WHAT YOU ARE ASKED TO DO
Begin at the line that has "of the belt?" and stop after the last of the records below. Reproduce those lines, switching every "innermost" to "most central" and leaving all else unchanged.

INFORMATION PROVIDED
+ + +
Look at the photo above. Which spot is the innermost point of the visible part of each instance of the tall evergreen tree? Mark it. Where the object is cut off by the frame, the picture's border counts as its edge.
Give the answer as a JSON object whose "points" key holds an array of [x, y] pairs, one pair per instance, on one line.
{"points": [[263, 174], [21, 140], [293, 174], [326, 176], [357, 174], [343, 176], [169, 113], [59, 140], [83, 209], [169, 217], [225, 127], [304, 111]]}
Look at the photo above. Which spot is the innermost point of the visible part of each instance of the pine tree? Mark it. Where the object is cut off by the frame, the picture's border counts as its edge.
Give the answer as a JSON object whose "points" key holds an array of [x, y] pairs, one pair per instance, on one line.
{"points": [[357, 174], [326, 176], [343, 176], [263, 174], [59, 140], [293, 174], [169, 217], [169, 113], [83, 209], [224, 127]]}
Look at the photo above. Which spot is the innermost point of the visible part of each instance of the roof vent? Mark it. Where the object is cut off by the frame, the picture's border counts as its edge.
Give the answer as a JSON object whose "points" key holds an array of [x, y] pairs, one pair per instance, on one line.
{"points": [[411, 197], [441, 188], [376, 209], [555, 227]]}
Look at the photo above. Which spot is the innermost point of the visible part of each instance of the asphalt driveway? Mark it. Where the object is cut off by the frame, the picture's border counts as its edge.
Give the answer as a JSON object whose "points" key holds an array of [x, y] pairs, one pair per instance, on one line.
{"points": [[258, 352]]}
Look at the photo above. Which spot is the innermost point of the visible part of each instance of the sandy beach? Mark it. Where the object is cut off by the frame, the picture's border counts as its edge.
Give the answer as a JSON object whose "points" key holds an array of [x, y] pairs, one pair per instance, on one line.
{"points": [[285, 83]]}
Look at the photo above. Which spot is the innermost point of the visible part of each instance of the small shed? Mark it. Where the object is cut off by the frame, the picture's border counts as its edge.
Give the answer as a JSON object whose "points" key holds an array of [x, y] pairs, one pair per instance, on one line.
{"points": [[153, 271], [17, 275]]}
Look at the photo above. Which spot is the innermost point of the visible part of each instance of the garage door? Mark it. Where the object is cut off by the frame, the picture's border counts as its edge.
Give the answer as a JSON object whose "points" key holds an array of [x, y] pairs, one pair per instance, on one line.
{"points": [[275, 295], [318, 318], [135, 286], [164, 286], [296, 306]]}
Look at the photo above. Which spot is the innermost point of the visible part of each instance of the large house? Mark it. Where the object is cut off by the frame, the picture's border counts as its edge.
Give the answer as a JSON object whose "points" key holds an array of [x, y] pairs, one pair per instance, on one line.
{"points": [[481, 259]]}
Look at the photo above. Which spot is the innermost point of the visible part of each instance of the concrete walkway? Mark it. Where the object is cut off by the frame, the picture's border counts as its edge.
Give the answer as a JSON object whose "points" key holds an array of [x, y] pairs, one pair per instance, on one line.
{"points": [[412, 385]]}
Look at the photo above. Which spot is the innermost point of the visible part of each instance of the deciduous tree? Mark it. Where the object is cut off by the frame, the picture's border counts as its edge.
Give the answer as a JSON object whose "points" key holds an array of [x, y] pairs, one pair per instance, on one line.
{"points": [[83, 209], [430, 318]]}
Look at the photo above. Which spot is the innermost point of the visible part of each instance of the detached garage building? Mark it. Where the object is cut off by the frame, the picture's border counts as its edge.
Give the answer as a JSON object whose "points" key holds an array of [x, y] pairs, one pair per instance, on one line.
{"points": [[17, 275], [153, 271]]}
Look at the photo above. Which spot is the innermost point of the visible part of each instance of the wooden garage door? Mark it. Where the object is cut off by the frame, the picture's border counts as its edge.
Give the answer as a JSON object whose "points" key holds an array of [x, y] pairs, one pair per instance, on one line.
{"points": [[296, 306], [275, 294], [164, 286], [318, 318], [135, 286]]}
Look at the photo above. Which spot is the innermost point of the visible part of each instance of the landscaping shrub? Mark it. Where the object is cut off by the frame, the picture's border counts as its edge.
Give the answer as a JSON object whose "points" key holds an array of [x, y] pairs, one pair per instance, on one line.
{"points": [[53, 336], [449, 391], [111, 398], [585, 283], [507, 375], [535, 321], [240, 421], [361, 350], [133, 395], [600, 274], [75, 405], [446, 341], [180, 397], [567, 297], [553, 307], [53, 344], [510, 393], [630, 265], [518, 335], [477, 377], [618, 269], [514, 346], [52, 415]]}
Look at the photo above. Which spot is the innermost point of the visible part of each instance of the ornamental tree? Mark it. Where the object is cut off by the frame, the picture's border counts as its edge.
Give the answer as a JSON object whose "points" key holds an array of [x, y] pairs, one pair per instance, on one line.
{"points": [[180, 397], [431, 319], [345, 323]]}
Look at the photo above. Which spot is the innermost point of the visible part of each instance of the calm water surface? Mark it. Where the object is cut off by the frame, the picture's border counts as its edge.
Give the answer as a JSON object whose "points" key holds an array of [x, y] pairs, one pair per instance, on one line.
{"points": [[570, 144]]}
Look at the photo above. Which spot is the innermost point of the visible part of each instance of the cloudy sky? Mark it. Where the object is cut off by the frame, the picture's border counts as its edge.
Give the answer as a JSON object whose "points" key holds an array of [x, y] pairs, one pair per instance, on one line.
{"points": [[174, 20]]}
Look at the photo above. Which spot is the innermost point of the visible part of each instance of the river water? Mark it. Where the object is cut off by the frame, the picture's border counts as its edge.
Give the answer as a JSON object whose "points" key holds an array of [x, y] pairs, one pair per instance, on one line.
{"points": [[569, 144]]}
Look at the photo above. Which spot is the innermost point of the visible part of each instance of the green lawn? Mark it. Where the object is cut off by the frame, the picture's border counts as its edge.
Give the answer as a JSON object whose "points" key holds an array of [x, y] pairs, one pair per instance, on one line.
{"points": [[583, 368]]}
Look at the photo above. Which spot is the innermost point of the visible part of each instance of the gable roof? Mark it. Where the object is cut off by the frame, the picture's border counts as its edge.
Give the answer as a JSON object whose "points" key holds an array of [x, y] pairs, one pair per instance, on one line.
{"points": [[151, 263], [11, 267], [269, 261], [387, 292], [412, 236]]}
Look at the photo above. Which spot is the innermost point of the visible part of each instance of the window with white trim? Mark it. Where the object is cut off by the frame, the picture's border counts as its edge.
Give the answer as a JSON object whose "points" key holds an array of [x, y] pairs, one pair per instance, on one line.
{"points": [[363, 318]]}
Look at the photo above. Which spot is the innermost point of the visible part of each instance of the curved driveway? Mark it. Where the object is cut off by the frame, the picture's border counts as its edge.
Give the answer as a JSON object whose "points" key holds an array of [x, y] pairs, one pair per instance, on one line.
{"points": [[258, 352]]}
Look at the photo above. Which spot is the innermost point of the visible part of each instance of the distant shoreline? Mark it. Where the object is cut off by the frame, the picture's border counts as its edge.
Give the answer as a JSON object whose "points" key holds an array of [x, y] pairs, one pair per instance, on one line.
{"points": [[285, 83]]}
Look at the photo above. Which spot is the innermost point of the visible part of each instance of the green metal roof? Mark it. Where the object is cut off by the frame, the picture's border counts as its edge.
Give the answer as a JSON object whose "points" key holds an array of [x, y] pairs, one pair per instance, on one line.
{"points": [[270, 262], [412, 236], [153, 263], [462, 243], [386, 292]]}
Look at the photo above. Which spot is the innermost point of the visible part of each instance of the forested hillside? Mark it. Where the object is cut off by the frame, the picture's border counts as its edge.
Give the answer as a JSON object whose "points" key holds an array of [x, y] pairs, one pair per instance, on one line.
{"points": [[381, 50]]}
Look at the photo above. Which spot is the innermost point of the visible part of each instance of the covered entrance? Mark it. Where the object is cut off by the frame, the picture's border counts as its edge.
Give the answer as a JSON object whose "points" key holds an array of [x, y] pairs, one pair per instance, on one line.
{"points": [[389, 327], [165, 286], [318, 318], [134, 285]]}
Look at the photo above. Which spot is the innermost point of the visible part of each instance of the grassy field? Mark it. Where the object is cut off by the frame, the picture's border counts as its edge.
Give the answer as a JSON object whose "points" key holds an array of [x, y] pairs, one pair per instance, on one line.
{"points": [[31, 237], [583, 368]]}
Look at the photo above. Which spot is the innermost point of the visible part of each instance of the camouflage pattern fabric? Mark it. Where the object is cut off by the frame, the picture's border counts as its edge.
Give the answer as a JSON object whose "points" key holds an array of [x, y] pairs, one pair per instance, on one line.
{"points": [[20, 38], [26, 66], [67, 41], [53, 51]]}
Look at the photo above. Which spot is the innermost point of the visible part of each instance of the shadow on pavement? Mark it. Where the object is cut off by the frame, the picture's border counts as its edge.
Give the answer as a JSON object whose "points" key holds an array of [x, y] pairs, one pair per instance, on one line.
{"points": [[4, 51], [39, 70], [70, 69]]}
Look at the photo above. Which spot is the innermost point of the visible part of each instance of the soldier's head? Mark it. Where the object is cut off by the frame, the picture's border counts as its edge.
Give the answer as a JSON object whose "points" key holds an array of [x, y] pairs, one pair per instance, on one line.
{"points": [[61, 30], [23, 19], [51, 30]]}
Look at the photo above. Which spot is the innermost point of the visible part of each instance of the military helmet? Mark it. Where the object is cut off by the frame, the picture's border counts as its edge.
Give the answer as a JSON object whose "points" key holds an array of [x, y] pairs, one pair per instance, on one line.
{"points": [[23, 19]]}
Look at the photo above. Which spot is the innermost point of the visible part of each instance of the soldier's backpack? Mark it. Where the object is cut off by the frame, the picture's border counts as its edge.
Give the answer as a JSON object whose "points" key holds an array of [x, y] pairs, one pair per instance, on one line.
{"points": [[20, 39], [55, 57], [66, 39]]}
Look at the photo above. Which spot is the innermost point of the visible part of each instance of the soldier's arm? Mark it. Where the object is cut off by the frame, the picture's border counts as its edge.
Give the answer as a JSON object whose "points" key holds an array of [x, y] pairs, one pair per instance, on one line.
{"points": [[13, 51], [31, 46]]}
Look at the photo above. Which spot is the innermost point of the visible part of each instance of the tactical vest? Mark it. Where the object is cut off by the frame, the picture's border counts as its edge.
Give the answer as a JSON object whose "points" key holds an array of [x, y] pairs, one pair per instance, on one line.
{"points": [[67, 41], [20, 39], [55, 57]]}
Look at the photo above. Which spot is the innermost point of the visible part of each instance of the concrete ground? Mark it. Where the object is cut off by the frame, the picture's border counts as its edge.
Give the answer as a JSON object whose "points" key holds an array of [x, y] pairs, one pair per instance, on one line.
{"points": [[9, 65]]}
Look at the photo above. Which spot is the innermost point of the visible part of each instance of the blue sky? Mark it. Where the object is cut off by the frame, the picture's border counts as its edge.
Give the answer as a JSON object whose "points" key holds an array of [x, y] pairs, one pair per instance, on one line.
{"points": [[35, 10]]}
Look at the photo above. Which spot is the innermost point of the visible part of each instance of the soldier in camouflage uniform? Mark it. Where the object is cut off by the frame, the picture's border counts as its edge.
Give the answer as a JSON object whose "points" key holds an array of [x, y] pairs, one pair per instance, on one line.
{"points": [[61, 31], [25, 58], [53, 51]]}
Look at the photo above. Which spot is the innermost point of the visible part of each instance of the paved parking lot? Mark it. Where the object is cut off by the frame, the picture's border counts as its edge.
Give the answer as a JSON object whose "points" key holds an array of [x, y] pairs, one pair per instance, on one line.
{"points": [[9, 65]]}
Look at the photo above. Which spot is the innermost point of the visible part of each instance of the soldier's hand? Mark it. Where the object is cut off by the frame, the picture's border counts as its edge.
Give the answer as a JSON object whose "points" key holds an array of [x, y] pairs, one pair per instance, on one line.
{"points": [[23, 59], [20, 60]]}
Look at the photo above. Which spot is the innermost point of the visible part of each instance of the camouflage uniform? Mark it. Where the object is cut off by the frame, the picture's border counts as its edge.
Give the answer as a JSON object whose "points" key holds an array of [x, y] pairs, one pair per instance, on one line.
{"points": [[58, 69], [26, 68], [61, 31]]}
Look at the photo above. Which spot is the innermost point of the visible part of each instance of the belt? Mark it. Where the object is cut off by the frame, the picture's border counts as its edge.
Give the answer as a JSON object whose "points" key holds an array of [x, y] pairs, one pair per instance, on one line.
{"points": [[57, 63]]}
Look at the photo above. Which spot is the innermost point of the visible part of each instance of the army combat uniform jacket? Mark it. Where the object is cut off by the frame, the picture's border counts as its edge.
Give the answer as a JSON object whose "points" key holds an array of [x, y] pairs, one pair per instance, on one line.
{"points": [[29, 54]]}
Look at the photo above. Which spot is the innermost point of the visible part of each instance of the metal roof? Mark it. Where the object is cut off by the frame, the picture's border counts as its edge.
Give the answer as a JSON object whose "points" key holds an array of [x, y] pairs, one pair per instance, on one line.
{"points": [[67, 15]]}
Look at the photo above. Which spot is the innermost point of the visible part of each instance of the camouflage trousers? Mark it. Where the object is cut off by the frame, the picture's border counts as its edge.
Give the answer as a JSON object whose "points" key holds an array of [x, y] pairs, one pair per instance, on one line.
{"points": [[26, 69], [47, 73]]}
+ + +
SOLUTION
Look at the photo above. Which spot is the most central point of the visible part of each instance of the belt? Mark it. Where the object is cut off by the frame, the picture's border counts as its edge.
Give the answer as a JSON object whose "points" key holds an array of [x, y] pairs, one pair per instance, on one line.
{"points": [[57, 63]]}
Look at the photo above. Which spot is the most central point of the visible part of each instance of the army combat uniform jacket? Mark it. Where the object is cut off by the frame, the picture's border counts as its edge.
Give the answer as a JSON object whose "points" key holds an array of [x, y] pairs, one pair per instance, on one line.
{"points": [[29, 54]]}
Look at the photo above. Which spot is the most central point of the visible part of each instance of the metal roof? Mark it. Where the object is cut off by the frame, the picture's border counts as its edge.
Give the answer as a JSON object whose "points" key holds an array of [x, y] pairs, one pair per instance, on one line.
{"points": [[67, 15]]}
Look at the photo above. Which spot is the most central point of the visible part of each instance of the camouflage trousers? Mark it. Where the object is cut off by the frame, the picture's border counts as its edge.
Give the answer as a JSON object whose "points" key holds an array of [x, y] pairs, one pair per instance, on one line.
{"points": [[26, 69], [47, 73]]}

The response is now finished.